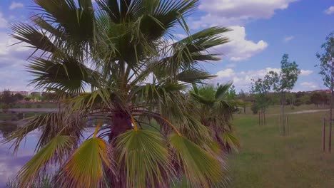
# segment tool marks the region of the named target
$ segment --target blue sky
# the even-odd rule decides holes
[[[9,26],[26,21],[33,11],[31,0],[0,2],[0,90],[31,90],[24,72],[30,51],[24,45],[9,46]],[[213,82],[233,81],[237,90],[249,90],[250,79],[279,71],[283,53],[302,69],[294,90],[323,88],[315,57],[325,38],[334,31],[334,1],[329,0],[201,0],[187,18],[192,32],[212,26],[233,29],[226,33],[231,42],[214,49],[222,61],[203,63],[218,77]],[[176,33],[182,36],[179,29]]]

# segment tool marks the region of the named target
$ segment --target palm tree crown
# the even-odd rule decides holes
[[[218,118],[213,125],[219,113],[203,118],[211,105],[185,90],[214,77],[199,63],[219,60],[208,49],[227,43],[228,28],[191,34],[185,19],[198,0],[34,1],[32,23],[14,25],[12,36],[36,49],[27,65],[31,83],[56,93],[61,109],[31,118],[7,139],[16,151],[41,128],[36,154],[19,172],[21,186],[53,164],[64,187],[225,184],[216,135],[226,124]],[[178,40],[178,27],[188,36]],[[216,109],[226,105],[223,89],[212,99]],[[98,123],[85,139],[89,120]]]

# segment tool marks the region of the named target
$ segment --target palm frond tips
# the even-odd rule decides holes
[[[66,158],[71,152],[74,140],[73,137],[63,135],[52,139],[19,171],[20,187],[29,187],[46,164]]]
[[[118,162],[125,173],[120,175],[126,177],[127,187],[167,187],[175,177],[159,133],[129,130],[121,135],[116,143]]]
[[[193,187],[209,187],[223,177],[221,164],[215,157],[187,138],[178,135],[169,137],[172,149]]]
[[[65,187],[99,187],[106,170],[115,169],[110,145],[103,140],[87,140],[64,165],[58,180]]]

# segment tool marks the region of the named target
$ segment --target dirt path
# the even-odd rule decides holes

_ _ _

AIM OF THE TASK :: Write out every row above precisely as it appears, leaving out the pictures.

REPLY TO THE EXERCISE ::
# segment tool marks the region of the named target
$ segment --target blue sky
# the even-odd rule decides holes
[[[9,26],[26,21],[33,11],[31,0],[0,2],[0,90],[31,90],[24,72],[30,51],[24,45],[9,46]],[[213,82],[233,81],[237,90],[249,90],[250,79],[279,71],[283,53],[302,69],[294,90],[323,88],[315,57],[325,38],[334,31],[334,1],[329,0],[201,0],[187,18],[192,32],[212,26],[233,29],[226,33],[231,42],[214,49],[222,61],[203,63],[218,77]],[[176,33],[182,36],[179,29]]]

# segment tool marks the region of the named target
$ segment --target palm tree crown
# the even-odd rule decides holes
[[[218,118],[213,125],[219,113],[203,118],[211,105],[185,90],[214,77],[199,63],[219,60],[208,49],[227,43],[228,28],[191,34],[185,19],[198,0],[34,1],[32,23],[14,25],[12,36],[36,49],[27,65],[31,83],[56,93],[61,109],[31,118],[7,139],[16,151],[41,128],[36,154],[19,172],[21,186],[53,164],[64,187],[225,184],[216,135],[226,124]],[[178,40],[178,27],[188,36]],[[216,109],[226,105],[223,89],[212,99]],[[98,123],[85,139],[89,120]]]

# segment tool marks the region of the named target
$ segment --target palm frond tips
# the even-odd rule decides holes
[[[66,158],[71,152],[74,140],[73,137],[63,135],[52,139],[19,171],[20,187],[29,187],[46,164]]]
[[[118,162],[125,173],[120,175],[126,177],[127,187],[167,187],[175,177],[159,133],[129,130],[121,135],[116,143]]]
[[[193,187],[209,187],[223,177],[221,164],[215,157],[187,138],[178,135],[169,137],[172,149]]]
[[[65,187],[99,187],[106,170],[115,169],[110,145],[103,140],[87,140],[64,165],[58,180]]]

# segment tool marks the region of the named target
$ segment --target dirt path
# the even-odd rule decides holes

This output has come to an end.